## EXERCISE
A set of records appears below. Print them all, word for word.

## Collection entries
[Start of section]

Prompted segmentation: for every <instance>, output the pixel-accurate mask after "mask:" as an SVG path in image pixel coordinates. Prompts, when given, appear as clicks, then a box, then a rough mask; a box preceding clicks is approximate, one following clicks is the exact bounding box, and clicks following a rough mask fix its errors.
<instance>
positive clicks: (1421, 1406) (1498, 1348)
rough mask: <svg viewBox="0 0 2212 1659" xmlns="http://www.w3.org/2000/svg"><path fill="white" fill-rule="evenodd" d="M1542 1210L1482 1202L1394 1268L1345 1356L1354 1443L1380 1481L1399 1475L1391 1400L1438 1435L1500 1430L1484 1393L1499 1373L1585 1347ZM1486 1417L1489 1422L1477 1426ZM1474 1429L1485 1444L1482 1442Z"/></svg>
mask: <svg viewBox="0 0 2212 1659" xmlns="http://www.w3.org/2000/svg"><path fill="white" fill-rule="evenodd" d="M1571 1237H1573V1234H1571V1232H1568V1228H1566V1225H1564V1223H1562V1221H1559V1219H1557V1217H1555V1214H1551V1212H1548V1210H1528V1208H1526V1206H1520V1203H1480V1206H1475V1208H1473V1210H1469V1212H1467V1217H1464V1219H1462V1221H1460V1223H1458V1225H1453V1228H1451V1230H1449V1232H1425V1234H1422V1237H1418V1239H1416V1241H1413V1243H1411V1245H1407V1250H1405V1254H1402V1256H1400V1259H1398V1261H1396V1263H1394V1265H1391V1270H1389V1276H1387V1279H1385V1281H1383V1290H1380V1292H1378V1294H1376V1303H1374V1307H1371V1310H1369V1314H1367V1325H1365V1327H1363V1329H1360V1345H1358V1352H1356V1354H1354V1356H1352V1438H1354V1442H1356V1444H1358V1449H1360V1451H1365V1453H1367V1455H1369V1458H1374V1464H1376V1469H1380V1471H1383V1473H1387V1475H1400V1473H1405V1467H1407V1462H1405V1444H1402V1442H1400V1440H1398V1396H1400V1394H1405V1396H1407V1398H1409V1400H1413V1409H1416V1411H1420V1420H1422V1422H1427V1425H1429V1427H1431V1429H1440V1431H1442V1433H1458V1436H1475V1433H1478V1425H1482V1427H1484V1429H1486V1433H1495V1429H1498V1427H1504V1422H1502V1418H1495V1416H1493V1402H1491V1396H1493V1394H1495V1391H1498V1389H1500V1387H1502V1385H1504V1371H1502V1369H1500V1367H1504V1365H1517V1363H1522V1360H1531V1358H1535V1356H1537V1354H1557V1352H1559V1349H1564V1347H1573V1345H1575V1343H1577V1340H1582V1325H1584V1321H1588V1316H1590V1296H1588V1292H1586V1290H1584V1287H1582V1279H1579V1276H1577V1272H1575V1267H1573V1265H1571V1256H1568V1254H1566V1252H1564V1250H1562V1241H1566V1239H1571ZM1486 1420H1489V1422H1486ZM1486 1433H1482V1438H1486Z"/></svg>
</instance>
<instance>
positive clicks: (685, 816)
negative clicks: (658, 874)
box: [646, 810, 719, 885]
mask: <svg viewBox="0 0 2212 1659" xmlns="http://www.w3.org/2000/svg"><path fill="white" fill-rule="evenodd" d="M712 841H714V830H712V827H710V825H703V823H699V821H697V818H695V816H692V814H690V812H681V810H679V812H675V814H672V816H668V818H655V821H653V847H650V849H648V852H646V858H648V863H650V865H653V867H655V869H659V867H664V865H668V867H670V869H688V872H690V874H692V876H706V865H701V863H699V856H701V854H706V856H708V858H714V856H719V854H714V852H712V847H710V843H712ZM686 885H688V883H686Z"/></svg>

[End of section]

## RESPONSE
Prompted segmentation: for every <instance>, output the pixel-accurate mask after "mask:" as an SVG path in image pixel coordinates. Prompts, when given, appear as clicks, then a box, then a rough mask; a box preceding clicks is approximate, one following clicks is the exact bounding box, and clicks following a rough mask fix its errors.
<instance>
positive clicks: (1421, 1406) (1498, 1348)
rough mask: <svg viewBox="0 0 2212 1659" xmlns="http://www.w3.org/2000/svg"><path fill="white" fill-rule="evenodd" d="M1542 1210L1482 1202L1394 1268L1345 1356L1354 1443L1380 1481L1399 1475L1391 1400L1438 1435L1500 1430L1484 1393L1499 1373L1585 1347ZM1486 1417L1489 1422L1477 1426ZM1474 1429L1485 1444L1482 1442Z"/></svg>
mask: <svg viewBox="0 0 2212 1659" xmlns="http://www.w3.org/2000/svg"><path fill="white" fill-rule="evenodd" d="M1571 1237H1573V1234H1571V1232H1568V1228H1566V1225H1564V1223H1562V1221H1559V1219H1557V1217H1555V1214H1551V1212H1548V1210H1528V1208H1526V1206H1520V1203H1480V1206H1475V1208H1473V1210H1469V1212H1467V1217H1464V1219H1462V1221H1460V1223H1458V1225H1453V1228H1451V1230H1449V1232H1425V1234H1422V1237H1418V1239H1416V1241H1413V1243H1411V1245H1407V1250H1405V1254H1402V1256H1400V1259H1398V1261H1396V1263H1394V1265H1391V1270H1389V1276H1387V1279H1385V1281H1383V1290H1380V1292H1378V1294H1376V1303H1374V1307H1371V1310H1369V1314H1367V1325H1365V1327H1363V1329H1360V1345H1358V1352H1356V1354H1354V1356H1352V1438H1354V1442H1356V1444H1358V1449H1360V1451H1365V1453H1367V1455H1369V1458H1374V1464H1376V1469H1380V1471H1383V1473H1387V1475H1400V1473H1405V1467H1407V1462H1405V1444H1402V1442H1400V1440H1398V1396H1400V1394H1405V1396H1407V1398H1409V1400H1413V1409H1416V1411H1420V1420H1422V1422H1427V1425H1429V1427H1431V1429H1440V1431H1442V1433H1458V1436H1475V1433H1478V1425H1482V1427H1484V1429H1486V1433H1495V1429H1498V1427H1504V1422H1502V1418H1495V1416H1493V1402H1491V1396H1493V1394H1495V1391H1498V1389H1500V1387H1502V1385H1504V1371H1502V1369H1500V1367H1504V1365H1517V1363H1522V1360H1531V1358H1535V1356H1537V1354H1557V1352H1559V1349H1564V1347H1573V1345H1575V1343H1577V1340H1582V1325H1584V1321H1588V1316H1590V1296H1588V1292H1586V1290H1584V1287H1582V1279H1579V1276H1577V1272H1575V1267H1573V1265H1571V1256H1568V1254H1566V1252H1564V1250H1562V1241H1566V1239H1571ZM1486 1420H1489V1422H1486ZM1486 1433H1482V1438H1486Z"/></svg>
</instance>
<instance>
positive clicks: (685, 816)
negative clicks: (658, 874)
box: [646, 810, 719, 885]
mask: <svg viewBox="0 0 2212 1659" xmlns="http://www.w3.org/2000/svg"><path fill="white" fill-rule="evenodd" d="M712 841H714V830H712V827H710V825H703V823H699V821H697V818H695V816H692V814H690V812H681V810H679V812H675V814H672V816H668V818H655V821H653V847H650V849H648V852H646V858H648V863H650V865H653V867H655V869H659V867H664V865H668V867H670V869H688V872H690V874H692V876H706V865H701V863H699V856H701V854H706V856H708V858H714V856H719V854H714V852H712V847H710V843H712ZM686 885H688V883H686Z"/></svg>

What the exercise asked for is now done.